■ EXTRAIT DE PAGE:
━━━━━━━━━━━━━━━━

Comment jouer avec lui : rappelez-vous,
ça n'est qu'un jeu.« Cause toujours, tu m'intéresses
». Faute de public, le bavard ne jacassera pas très
longtemps.
Le
monorail : aussi appelé
berseck. Très manichéen (le bien, le mal !) dans
sa vision du jeu, ce joueur n'a aucun sens de l'équilibre
d'une partie et considère que ses alliés doivent
le rester tout au long de celle-ci. Il ne fait pas la distinction
entre les peuples et considère une couleur dans son ensemble
comme « amie » ou « ennemie ». En cas
de trahison (n'importe quelle attaque fait l'affaire), il se
transforme en un monstre froid dont votre éradication
devient le seul objectif.
Il se décline en deux sous
catégories, en fonction de sa période de gestation.
Le monorail à cycle long, qui gardera son sang froid les
trois quarts d'une partie, jusqu'au pétage de plomb tant
attendu. Le monorail à cycle court ou berseck qui
tapera systématiquement sur le dernier joueur à
l'avoir attaqué. Comment jouer avec lui : très
dangereux ! La meilleure solution est généralement
de l'attaquer dès le début, directement : là,
il ne vous en voudra pas. Vous pouvez aussi essayer un truc marrant
: vous mettre d'accord avec les deux autres joueurs pour rester
ses alliés pendant quelques tours puis tous le trahir
exactement au même moment et le plus violemment possible
histoire de voir s'il implose ou s'il explose.
Le
chouineur : aussi appelé
pleurnicheur. Le pauvre petit chou est accablé de tous
les malheurs du monde. On lui en veut, on l'attaque, on le spolie,
on l'a tapé toute la partie. Il y a deux sortes de pleurnicheurs
: ceux qui font pitié et que l'on finit par laisser tranquille
une fois (erreur fatale) et ceux qui font vraiment pitié
et que l'on a plaisir à enfoncer encore plus pour leur
clouer le bec (mais malheureusement ça ne marche pas).

━━━━━━━━━━━━━━━━

■ CONSIGNE ÉCRITE 1: D'après l'extrait, quelle est généralement la meilleure solution pour jouer avec le monorail ?
■ CONSIGNE ÉCRITE 2: Reformulez sous forme de liste le paragraphe de l'extrait qui commence par « Le chouineur : aussi appelé pleurnicheur » en gardant ses faits principaux.
Les lignes ci-dessous n'ont aucun rapport avec l'extrait.

■ ENSEMBLE DES LIGNES:
━━━━━━━━━━━━━━━━

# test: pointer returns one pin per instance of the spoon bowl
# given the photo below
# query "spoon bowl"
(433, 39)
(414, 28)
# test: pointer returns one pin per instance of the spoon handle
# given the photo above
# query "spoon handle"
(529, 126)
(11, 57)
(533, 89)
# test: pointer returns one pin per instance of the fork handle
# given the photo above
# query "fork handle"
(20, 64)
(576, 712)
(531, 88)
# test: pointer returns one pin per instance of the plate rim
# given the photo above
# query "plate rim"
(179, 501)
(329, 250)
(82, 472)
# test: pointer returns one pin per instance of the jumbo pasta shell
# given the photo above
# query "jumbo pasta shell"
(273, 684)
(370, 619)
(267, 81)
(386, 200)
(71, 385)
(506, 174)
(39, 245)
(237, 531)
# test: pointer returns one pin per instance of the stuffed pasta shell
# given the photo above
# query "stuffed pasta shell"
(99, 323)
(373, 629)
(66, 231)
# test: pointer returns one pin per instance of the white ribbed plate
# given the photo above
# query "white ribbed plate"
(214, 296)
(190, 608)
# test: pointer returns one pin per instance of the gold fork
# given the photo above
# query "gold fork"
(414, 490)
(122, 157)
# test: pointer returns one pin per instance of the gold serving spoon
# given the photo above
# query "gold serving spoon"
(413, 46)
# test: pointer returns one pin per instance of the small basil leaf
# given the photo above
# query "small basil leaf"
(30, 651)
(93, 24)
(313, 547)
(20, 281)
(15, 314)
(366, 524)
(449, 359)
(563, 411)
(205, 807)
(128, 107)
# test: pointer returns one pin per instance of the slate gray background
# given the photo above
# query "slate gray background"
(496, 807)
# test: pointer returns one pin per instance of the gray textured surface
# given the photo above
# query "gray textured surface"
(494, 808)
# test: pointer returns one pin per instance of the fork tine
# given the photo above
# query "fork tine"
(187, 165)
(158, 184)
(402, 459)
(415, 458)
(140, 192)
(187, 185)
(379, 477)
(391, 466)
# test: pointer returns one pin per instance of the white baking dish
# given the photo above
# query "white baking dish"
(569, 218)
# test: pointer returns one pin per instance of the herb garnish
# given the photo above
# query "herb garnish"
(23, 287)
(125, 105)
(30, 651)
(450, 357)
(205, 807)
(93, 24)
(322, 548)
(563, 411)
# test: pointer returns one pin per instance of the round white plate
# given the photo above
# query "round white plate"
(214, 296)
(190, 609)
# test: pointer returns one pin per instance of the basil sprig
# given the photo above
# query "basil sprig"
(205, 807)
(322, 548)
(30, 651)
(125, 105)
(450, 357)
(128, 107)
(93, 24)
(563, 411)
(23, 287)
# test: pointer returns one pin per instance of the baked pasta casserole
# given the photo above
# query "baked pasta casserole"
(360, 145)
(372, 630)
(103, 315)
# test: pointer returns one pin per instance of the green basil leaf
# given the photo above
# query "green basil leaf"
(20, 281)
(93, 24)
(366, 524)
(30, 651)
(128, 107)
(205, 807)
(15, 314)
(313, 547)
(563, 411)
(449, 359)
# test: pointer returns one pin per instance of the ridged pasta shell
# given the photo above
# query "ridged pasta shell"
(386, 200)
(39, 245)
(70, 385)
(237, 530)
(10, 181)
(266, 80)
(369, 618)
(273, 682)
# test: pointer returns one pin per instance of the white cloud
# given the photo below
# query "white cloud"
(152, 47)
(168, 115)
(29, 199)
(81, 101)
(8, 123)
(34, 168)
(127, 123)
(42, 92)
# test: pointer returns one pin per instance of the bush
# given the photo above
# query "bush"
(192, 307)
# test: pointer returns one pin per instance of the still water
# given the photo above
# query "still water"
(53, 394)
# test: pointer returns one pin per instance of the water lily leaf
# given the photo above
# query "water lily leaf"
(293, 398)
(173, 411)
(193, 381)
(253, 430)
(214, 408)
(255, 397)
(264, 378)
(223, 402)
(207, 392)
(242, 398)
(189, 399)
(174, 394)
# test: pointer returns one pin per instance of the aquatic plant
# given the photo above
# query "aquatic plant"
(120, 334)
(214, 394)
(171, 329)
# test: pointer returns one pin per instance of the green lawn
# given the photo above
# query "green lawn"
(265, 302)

━━━━━━━━━━━━━━━━

■ RÉPONSE ATTENDUE 1: L'attaquer dès le début, directement.

■ RÉPONSE ATTENDUE 2:
- Le chouineur est aussi appelé pleurnicheur.
- Il est accablé de tous les malheurs du monde : on lui en veut, on l'attaque, on le spolie, on l'a tapé toute la partie.
- Il en existe deux sortes :
  - ceux qui font pitié et qu'on finit par laisser tranquilles une fois (erreur fatale) ;
  - ceux qui font vraiment pitié et qu'on a plaisir à enfoncer encore plus pour leur clouer le bec, ce qui ne marche malheureusement pas.